→ ARTICLE:
===

This way all the Makefiles are processed again, and the building continues at your shutdown breakpoint. (where no more object files are found)
If the build already was completed without errors nothing will be rebuilt.


----------



## phoenix (Sep 9, 2009)

Just be sure to run those in reverse, as you want to make sure the build*world* finished before trying to run the build*kernel*.


----------



## LateNiteTV (Sep 9, 2009)

yeah i figured that.


----------



## jasiufreebsd (Apr 17, 2017)

bmake[2]: "/usr/src/Makefile.inc1" line 265: warning: NOCLEAN option is deprecated. Use NO_CLEAN instead.

make buildworld NO_CLEAN=YES
make buildkernel NO_CLEAN=YES


----------



## ShelLuser (Apr 17, 2017)

jasiufreebsd said:


> bmake[2]: "/usr/src/Makefile.inc1" line 265: warning: NOCLEAN option is deprecated. Use NO_CLEAN instead.


Please note that you're responding to a thread which is almost 8 years old.


----------



## crees@ (Jul 14, 2019)

This is the first Google search result for "restart buildworld" (just checking I was doing it right), so a clarification to a now 10 year old thread is helpful still


----------

===

Raw records
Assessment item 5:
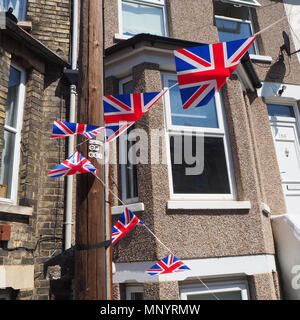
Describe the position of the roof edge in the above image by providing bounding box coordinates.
[1,17,70,68]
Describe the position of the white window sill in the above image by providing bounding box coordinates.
[111,202,145,215]
[167,200,251,210]
[249,54,272,63]
[0,202,33,216]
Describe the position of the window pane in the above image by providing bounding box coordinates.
[122,1,165,36]
[214,0,250,20]
[216,18,255,54]
[187,291,242,300]
[126,125,138,199]
[168,80,219,128]
[170,136,230,194]
[122,80,133,94]
[0,130,16,198]
[0,0,27,20]
[267,104,295,118]
[5,67,21,128]
[130,292,144,300]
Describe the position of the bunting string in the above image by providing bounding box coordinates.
[94,172,220,300]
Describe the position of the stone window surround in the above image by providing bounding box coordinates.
[162,73,236,201]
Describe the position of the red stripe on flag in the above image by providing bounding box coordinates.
[176,49,211,67]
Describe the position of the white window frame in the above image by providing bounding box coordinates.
[162,73,237,200]
[0,0,28,21]
[0,63,26,204]
[221,0,261,7]
[215,8,259,55]
[119,76,139,204]
[180,281,250,300]
[126,285,144,300]
[115,0,169,40]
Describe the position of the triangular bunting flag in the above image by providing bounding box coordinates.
[146,254,191,276]
[174,36,257,109]
[50,121,105,139]
[103,90,167,142]
[111,207,144,245]
[48,152,97,178]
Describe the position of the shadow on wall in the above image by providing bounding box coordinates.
[264,60,286,83]
[271,0,300,6]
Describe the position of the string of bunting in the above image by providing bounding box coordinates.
[48,15,296,300]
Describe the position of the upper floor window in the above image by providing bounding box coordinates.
[218,0,261,7]
[0,0,27,20]
[214,0,258,54]
[119,0,167,37]
[180,281,250,300]
[0,66,25,202]
[163,74,235,200]
[119,77,138,203]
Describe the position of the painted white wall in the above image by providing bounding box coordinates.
[283,0,300,62]
[113,255,276,283]
[272,215,300,300]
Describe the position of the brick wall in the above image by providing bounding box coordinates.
[0,48,10,168]
[0,0,71,300]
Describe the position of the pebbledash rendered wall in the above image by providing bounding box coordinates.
[105,0,300,299]
[0,0,71,300]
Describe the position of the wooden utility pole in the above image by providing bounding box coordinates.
[75,0,107,300]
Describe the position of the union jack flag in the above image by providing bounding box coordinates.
[111,207,144,245]
[48,152,97,178]
[50,121,105,139]
[103,90,167,142]
[174,35,257,109]
[146,254,191,276]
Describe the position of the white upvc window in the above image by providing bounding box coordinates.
[214,0,259,55]
[119,0,168,38]
[180,281,250,300]
[126,286,144,300]
[0,0,27,20]
[221,0,261,7]
[163,74,236,200]
[119,77,138,204]
[0,64,25,204]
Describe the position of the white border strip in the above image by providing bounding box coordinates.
[113,255,276,283]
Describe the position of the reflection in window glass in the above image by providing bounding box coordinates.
[168,80,219,128]
[122,1,165,36]
[119,80,138,201]
[0,67,21,198]
[267,104,295,118]
[170,136,230,194]
[5,68,21,128]
[0,0,27,20]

===

→ EXERCISE INSTRUCTIONS:
(A) Answer these questions about the buildworld thread:
(i) According to phoenix, what must finish before the buildkernel is run?
(ii) According to the warning quoted by jasiufreebsd, which option should be used instead of NOCLEAN?
(iii) According to crees@, the thread is the first Google search result for what search?
(B) Render the listing as a numbered list without blank lines, from the line with "Describe the position of the white window sill" up to and including the line with "[176,49,211,67]".
The thread and the listing have no connection to each other.

→ THE RESULTS:
(A)
(i) The buildworld.
(ii) NO_CLEAN.
(iii) "restart buildworld".

(B)
1. Describe the position of the white window sill in the above image by providing bounding box coordinates.
2. [111,202,145,215]
3. [167,200,251,210]
4. [249,54,272,63]
5. [0,202,33,216]
6. Describe the position of the window pane in the above image by providing bounding box coordinates.
7. [122,1,165,36]
8. [214,0,250,20]
9. [216,18,255,54]
10. [187,291,242,300]
11. [126,125,138,199]
12. [168,80,219,128]
13. [170,136,230,194]
14. [122,80,133,94]
15. [0,130,16,198]
16. [0,0,27,20]
17. [267,104,295,118]
18. [5,67,21,128]
19. [130,292,144,300]
20. Describe the position of the bunting string in the above image by providing bounding box coordinates.
21. [94,172,220,300]
22. Describe the position of the stone window surround in the above image by providing bounding box coordinates.
23. [162,73,236,201]
24. Describe the position of the red stripe on flag in the above image by providing bounding box coordinates.
25. [176,49,211,67]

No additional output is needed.